■ Written exercise
Count the lines in the entries below that contain the word "range". Reply with the number alone.
━━━━━ Records for this task
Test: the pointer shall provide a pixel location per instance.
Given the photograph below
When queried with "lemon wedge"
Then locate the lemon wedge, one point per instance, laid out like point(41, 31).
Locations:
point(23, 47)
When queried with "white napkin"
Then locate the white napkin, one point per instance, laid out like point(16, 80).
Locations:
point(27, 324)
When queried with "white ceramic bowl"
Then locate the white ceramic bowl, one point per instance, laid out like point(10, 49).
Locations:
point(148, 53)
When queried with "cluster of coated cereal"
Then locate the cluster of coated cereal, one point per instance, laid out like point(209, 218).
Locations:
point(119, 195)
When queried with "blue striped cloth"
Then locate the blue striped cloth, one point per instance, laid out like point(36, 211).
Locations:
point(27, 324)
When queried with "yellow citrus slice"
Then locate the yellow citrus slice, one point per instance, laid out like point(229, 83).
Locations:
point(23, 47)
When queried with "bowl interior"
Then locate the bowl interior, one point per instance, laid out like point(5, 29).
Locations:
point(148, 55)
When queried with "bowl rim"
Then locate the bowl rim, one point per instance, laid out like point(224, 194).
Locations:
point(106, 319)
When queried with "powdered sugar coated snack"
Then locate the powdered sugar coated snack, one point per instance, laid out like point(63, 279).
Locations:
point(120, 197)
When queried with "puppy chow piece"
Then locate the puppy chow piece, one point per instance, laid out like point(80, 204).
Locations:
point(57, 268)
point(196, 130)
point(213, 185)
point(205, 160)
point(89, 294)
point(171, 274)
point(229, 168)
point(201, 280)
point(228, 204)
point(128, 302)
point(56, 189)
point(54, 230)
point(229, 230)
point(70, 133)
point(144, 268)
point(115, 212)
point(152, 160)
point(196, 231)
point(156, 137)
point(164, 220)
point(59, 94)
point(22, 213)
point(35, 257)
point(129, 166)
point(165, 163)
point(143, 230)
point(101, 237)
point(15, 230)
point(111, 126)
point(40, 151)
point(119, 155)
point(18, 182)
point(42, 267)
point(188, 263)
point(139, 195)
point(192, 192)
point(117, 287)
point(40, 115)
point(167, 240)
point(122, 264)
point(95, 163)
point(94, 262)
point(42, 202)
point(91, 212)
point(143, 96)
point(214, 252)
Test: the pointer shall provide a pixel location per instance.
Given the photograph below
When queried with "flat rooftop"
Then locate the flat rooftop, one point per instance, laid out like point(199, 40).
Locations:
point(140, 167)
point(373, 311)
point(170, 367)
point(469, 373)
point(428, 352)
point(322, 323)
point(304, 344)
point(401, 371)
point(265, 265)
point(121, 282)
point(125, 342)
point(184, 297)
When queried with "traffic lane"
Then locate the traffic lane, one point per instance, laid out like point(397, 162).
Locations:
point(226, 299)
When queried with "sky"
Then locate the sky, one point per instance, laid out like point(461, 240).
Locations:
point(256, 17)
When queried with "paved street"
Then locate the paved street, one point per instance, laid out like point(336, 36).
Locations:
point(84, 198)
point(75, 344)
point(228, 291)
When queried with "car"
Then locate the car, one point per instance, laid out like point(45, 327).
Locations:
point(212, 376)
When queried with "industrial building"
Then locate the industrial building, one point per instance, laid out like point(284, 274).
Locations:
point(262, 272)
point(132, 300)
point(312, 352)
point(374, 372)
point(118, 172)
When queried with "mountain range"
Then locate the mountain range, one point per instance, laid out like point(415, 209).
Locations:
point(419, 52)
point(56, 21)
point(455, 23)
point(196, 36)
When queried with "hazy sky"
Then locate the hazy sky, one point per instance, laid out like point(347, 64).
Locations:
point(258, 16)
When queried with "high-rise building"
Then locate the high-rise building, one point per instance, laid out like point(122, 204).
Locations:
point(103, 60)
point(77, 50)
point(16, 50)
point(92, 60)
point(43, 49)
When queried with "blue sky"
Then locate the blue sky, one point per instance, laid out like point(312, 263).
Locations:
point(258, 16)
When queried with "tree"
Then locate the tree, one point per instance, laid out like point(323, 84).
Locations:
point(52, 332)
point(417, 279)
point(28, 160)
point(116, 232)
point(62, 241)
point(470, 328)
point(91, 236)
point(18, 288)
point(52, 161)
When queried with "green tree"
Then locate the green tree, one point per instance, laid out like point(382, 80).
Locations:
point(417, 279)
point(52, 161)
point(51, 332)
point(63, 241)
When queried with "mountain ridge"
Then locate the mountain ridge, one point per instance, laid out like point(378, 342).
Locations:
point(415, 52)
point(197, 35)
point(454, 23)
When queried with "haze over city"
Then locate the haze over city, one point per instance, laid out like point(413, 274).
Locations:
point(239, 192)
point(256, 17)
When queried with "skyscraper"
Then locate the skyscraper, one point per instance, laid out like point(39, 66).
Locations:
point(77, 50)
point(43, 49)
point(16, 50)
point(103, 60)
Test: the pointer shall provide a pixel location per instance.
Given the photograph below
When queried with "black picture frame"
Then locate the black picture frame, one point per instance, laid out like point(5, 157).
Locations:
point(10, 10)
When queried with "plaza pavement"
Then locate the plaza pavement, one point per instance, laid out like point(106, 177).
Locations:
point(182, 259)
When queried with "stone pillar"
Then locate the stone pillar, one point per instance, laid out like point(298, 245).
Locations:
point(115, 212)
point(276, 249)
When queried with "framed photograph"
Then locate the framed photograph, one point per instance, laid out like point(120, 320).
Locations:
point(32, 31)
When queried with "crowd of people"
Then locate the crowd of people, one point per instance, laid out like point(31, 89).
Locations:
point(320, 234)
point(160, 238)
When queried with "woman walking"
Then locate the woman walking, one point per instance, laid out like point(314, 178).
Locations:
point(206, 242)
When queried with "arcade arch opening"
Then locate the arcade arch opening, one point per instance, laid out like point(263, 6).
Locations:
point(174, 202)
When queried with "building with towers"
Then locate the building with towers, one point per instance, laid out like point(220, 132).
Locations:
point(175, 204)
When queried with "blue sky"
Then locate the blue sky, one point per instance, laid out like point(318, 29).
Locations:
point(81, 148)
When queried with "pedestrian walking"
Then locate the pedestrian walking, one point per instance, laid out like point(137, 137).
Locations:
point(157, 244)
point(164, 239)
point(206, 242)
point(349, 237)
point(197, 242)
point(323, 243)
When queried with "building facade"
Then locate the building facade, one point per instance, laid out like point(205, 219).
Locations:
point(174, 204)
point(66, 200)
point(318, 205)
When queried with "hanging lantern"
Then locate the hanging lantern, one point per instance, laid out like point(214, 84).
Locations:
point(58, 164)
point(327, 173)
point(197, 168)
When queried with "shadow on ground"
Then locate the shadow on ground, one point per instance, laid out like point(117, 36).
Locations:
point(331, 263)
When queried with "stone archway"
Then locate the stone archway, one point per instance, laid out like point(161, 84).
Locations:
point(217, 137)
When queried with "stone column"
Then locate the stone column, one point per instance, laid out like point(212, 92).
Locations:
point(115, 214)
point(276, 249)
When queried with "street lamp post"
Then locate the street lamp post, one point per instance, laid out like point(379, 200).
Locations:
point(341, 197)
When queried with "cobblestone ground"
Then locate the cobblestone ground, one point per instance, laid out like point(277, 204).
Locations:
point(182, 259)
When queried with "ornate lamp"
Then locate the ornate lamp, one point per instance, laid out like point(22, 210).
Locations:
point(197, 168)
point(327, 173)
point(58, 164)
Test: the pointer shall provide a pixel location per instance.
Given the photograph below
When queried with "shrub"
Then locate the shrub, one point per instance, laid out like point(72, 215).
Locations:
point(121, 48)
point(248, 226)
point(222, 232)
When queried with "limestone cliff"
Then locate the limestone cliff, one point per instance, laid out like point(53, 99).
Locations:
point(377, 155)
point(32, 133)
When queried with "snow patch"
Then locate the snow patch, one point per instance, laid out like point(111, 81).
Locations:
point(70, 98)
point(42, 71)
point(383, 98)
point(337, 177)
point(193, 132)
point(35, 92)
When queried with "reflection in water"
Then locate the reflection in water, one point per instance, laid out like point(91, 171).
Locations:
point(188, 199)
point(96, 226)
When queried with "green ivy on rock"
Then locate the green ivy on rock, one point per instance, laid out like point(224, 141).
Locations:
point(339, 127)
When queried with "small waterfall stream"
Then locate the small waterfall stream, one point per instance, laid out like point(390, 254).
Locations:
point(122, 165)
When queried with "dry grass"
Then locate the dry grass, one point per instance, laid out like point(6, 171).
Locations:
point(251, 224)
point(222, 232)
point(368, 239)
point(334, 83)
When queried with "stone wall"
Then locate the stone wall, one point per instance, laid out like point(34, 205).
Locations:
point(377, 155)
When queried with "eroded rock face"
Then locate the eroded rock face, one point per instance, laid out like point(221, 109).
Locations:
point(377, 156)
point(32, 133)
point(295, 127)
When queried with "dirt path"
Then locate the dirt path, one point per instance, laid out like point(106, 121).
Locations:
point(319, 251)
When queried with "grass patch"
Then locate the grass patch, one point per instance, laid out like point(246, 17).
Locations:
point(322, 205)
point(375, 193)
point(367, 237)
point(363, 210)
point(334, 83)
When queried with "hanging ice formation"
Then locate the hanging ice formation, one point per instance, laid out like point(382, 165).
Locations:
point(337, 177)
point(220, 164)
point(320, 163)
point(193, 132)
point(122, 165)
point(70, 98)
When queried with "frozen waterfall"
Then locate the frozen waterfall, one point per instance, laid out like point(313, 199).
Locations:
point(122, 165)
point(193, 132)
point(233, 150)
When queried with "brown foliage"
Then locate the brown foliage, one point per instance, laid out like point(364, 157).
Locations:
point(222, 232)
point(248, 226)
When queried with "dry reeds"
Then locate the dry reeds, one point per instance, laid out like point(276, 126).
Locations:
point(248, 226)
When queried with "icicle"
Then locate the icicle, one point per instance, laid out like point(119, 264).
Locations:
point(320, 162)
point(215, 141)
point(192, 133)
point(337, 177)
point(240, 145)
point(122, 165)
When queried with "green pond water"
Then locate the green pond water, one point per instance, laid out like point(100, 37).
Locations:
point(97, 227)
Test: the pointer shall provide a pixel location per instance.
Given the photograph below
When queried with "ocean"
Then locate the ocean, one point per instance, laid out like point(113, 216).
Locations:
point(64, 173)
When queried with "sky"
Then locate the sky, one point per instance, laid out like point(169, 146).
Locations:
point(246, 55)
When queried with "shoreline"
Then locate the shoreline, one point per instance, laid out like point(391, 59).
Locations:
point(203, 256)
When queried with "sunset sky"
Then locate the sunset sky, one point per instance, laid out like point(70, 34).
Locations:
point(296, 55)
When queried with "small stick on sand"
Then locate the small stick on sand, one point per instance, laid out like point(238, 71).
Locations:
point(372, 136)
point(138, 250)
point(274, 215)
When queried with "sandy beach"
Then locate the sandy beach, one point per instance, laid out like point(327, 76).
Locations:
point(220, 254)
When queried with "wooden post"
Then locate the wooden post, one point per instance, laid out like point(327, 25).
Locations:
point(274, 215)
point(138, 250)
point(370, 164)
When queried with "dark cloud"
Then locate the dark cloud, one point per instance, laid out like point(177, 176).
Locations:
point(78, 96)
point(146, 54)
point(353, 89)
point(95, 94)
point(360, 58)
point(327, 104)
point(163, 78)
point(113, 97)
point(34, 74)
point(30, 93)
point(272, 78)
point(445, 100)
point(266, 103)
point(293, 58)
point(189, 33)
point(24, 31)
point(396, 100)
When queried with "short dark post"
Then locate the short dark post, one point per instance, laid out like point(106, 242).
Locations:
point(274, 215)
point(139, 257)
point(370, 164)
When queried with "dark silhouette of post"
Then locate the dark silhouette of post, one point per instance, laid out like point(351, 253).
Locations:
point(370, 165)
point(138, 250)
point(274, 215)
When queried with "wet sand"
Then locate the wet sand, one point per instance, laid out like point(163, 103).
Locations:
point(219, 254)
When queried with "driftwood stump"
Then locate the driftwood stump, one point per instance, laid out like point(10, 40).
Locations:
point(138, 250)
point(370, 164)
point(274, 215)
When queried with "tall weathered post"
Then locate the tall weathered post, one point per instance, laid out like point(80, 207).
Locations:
━━━━━━━━━━
■ Full solution
2